■ Short exercise:
Transcribe the records exactly from the line with "point: tree line" to the end, both included.

■ Data shown:
....

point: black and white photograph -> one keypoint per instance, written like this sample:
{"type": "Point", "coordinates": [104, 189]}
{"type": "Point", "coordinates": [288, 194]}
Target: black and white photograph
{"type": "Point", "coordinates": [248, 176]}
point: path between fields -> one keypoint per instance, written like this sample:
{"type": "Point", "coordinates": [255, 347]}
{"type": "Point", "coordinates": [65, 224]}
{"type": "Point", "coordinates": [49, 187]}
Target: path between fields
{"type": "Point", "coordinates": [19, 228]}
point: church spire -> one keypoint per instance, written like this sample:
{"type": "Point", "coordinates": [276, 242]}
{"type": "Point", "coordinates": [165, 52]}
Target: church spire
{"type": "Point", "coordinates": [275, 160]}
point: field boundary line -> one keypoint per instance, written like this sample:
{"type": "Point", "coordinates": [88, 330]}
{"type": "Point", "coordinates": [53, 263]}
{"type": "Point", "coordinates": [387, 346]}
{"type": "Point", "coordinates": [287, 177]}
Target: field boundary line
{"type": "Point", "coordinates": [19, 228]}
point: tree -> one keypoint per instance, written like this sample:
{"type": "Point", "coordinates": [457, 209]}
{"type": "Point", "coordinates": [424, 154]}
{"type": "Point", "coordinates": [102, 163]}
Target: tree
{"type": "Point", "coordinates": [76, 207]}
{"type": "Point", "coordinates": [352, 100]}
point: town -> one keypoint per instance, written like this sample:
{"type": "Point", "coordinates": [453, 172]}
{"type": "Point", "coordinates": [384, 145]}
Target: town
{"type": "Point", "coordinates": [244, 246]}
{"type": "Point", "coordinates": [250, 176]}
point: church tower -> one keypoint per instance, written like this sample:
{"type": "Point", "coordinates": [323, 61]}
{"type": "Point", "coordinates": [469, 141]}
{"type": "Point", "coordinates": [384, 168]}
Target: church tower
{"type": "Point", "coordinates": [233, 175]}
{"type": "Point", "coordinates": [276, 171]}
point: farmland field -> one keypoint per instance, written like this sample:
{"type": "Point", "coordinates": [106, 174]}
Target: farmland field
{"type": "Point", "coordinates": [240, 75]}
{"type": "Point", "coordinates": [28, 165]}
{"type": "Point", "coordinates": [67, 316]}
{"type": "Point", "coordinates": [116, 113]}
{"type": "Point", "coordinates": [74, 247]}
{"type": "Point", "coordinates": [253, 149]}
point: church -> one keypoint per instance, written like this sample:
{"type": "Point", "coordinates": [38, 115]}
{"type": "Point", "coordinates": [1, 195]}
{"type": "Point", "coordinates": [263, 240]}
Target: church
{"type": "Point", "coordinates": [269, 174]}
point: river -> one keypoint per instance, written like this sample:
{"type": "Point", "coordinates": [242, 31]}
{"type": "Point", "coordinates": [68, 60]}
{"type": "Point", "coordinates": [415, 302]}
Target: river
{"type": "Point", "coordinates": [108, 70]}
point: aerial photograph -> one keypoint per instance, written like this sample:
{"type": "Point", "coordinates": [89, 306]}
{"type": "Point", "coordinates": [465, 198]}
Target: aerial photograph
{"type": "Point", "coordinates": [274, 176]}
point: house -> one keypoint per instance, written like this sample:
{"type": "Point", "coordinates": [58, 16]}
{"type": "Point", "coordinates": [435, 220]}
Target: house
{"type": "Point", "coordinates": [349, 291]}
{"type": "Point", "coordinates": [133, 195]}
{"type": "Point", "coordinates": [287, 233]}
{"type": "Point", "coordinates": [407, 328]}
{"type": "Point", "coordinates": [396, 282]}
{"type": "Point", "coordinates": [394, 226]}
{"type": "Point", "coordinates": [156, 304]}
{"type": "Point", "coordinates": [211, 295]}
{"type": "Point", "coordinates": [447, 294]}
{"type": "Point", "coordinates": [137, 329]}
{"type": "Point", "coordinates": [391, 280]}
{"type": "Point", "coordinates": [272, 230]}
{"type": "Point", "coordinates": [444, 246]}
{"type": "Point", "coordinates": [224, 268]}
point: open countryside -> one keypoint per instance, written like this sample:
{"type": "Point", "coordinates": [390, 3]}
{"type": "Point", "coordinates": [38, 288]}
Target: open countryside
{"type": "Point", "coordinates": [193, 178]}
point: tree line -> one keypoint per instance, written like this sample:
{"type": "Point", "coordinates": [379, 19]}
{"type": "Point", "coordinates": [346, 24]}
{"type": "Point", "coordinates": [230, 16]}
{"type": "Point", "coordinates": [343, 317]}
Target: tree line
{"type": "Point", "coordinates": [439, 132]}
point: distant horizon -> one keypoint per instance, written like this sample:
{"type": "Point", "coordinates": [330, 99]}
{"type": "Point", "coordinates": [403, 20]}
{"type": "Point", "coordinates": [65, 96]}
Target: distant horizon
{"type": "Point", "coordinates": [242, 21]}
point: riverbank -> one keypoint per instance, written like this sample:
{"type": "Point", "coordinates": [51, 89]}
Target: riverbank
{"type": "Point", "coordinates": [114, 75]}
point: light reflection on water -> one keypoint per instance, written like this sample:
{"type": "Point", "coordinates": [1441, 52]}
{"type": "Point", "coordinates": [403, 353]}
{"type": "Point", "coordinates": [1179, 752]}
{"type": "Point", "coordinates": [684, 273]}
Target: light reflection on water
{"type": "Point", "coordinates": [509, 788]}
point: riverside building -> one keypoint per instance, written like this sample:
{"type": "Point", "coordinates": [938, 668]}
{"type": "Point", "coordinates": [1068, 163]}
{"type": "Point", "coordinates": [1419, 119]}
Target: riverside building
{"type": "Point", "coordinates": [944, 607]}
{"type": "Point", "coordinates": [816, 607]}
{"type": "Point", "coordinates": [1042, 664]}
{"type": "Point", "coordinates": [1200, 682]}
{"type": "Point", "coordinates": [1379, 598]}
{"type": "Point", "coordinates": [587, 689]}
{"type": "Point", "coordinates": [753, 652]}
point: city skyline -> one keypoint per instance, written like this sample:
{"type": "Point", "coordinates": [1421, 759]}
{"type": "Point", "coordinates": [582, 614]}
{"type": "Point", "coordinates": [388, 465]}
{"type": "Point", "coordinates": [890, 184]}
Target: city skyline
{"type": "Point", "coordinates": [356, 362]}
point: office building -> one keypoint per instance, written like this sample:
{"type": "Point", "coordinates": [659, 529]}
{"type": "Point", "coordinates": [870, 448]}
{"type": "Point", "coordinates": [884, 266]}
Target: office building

....

■ Right answer:
point: tree line -> one keypoint per instance, written like this sample:
{"type": "Point", "coordinates": [379, 19]}
{"type": "Point", "coordinates": [346, 24]}
{"type": "Point", "coordinates": [230, 16]}
{"type": "Point", "coordinates": [343, 317]}
Target: tree line
{"type": "Point", "coordinates": [439, 132]}
point: distant horizon -> one keypoint per instance, written like this sample:
{"type": "Point", "coordinates": [330, 99]}
{"type": "Point", "coordinates": [403, 20]}
{"type": "Point", "coordinates": [65, 96]}
Target: distant horizon
{"type": "Point", "coordinates": [242, 21]}
point: riverbank -> one keypoint per instance, written like this sample:
{"type": "Point", "coordinates": [51, 89]}
Target: riverbank
{"type": "Point", "coordinates": [114, 75]}
point: light reflection on water -> one keypoint per instance, written like this sample:
{"type": "Point", "coordinates": [1441, 52]}
{"type": "Point", "coordinates": [403, 353]}
{"type": "Point", "coordinates": [1179, 752]}
{"type": "Point", "coordinates": [684, 273]}
Target: light reflection on water
{"type": "Point", "coordinates": [509, 788]}
point: riverside building -> one keypoint per instance, written like this sample:
{"type": "Point", "coordinates": [938, 668]}
{"type": "Point", "coordinates": [1068, 163]}
{"type": "Point", "coordinates": [1419, 119]}
Target: riverside building
{"type": "Point", "coordinates": [944, 607]}
{"type": "Point", "coordinates": [816, 607]}
{"type": "Point", "coordinates": [1042, 664]}
{"type": "Point", "coordinates": [1200, 682]}
{"type": "Point", "coordinates": [1379, 598]}
{"type": "Point", "coordinates": [587, 689]}
{"type": "Point", "coordinates": [753, 652]}
point: city skyline -> one keypoint per instance, written like this sample:
{"type": "Point", "coordinates": [1421, 759]}
{"type": "Point", "coordinates": [582, 614]}
{"type": "Point", "coordinates": [388, 465]}
{"type": "Point", "coordinates": [890, 184]}
Target: city skyline
{"type": "Point", "coordinates": [356, 362]}
point: office building -> one keypoint per instance, written like this sample:
{"type": "Point", "coordinates": [659, 529]}
{"type": "Point", "coordinates": [870, 448]}
{"type": "Point", "coordinates": [884, 266]}
Target: office building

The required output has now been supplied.